TASK OBJECTIVE »
The output should consist solely of the line containing "Thanks for the photo. Could you please mark the gable" and the lines that follow it through the end of the data below.

Point labeling dataset excerpts:
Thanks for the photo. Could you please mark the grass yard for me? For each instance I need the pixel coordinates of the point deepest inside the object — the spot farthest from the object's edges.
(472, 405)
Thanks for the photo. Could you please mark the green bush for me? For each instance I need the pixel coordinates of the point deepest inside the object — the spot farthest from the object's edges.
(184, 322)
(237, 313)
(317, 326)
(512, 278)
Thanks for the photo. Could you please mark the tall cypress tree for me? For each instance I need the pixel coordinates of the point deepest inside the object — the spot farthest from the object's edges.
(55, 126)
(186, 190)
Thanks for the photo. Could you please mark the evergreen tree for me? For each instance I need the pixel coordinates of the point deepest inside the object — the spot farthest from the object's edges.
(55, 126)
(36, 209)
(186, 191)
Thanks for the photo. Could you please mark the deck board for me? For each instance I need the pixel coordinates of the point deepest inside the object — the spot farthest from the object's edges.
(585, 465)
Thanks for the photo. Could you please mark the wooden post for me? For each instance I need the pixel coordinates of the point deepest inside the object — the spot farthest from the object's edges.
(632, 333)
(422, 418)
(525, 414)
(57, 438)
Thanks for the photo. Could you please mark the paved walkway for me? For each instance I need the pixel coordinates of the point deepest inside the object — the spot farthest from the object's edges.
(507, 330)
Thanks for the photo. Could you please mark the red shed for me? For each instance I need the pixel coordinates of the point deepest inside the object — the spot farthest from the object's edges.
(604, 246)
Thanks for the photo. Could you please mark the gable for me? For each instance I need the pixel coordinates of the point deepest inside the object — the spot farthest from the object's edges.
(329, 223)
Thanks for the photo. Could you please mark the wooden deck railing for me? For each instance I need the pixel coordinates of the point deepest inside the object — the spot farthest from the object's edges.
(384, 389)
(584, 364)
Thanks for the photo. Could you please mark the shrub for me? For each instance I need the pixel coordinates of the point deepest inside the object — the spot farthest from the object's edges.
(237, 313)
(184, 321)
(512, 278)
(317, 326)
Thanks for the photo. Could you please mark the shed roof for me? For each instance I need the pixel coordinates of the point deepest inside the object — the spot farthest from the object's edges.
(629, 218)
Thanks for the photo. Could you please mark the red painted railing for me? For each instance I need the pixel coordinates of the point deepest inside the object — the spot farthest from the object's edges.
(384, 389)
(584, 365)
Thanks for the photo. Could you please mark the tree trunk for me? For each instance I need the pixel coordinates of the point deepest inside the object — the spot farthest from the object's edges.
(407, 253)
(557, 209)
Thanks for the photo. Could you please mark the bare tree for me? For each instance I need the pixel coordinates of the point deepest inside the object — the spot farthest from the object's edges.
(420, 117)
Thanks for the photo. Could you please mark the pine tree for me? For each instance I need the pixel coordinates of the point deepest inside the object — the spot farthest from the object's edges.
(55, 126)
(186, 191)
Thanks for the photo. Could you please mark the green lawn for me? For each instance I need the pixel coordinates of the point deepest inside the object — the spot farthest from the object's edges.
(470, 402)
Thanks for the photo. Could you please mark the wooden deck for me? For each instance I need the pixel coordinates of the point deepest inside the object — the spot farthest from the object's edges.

PROBLEM SOLUTION »
Thanks for the photo. Could you please mark the gable for me? For each instance I need the pixel coordinates of the point deepest inside the object — the spot farthest from the object's edges.
(329, 223)
Thanks for the photo. Could you please mark the wooden deck railing for me? For each instance I need the pixel coordinates of the point deepest inside the object — the spot farthest from the object's edges.
(384, 389)
(584, 364)
Thanks for the photo. Could you please mark the shrub for me? For each instance I need the pixel coordinates of the point deepest inside the object — the spot farthest from the object's edges.
(237, 313)
(184, 321)
(512, 278)
(317, 326)
Thanks for the photo. Could you please mark the shed roof for me? For each instance I need the pixel coordinates of the point deepest inside the object — the spot farthest from the object's edges.
(629, 218)
Thanks for the photo. Could you please mark the red painted railing for me? For each instance I need the pixel coordinates of the point deepest inside the object — the spot farthest from the object's edges.
(384, 389)
(584, 365)
Thanks for the photo. Could you please mark the tree trunk for me? For each instance I need the pixel coordinates of the point deepest inside the object — the spot farthest from the object's edges.
(407, 253)
(557, 209)
Thanks for the photo. Could you please mark the bare tree for me? For each instance I need the pixel coordinates of the point deepest inside the object — the spot farthest from the object's edges.
(420, 117)
Thanks for the photo. Could you please mark the pine tree for me? For each instance I need the pixel coordinates of the point deepest inside the object — the spot farthest from the object's edges.
(55, 126)
(186, 191)
Thanks for the photo. Could you please mark the green lawn for me? For each instance I need the pixel coordinates of the point deepest inside the object — the spot farthest from the object's edges.
(470, 402)
Thanks for the photo. Could you please mark the wooden deck for me? For each instance I need the pixel coordinates of the point deepest inside the object — the spot farthest from the object's edges.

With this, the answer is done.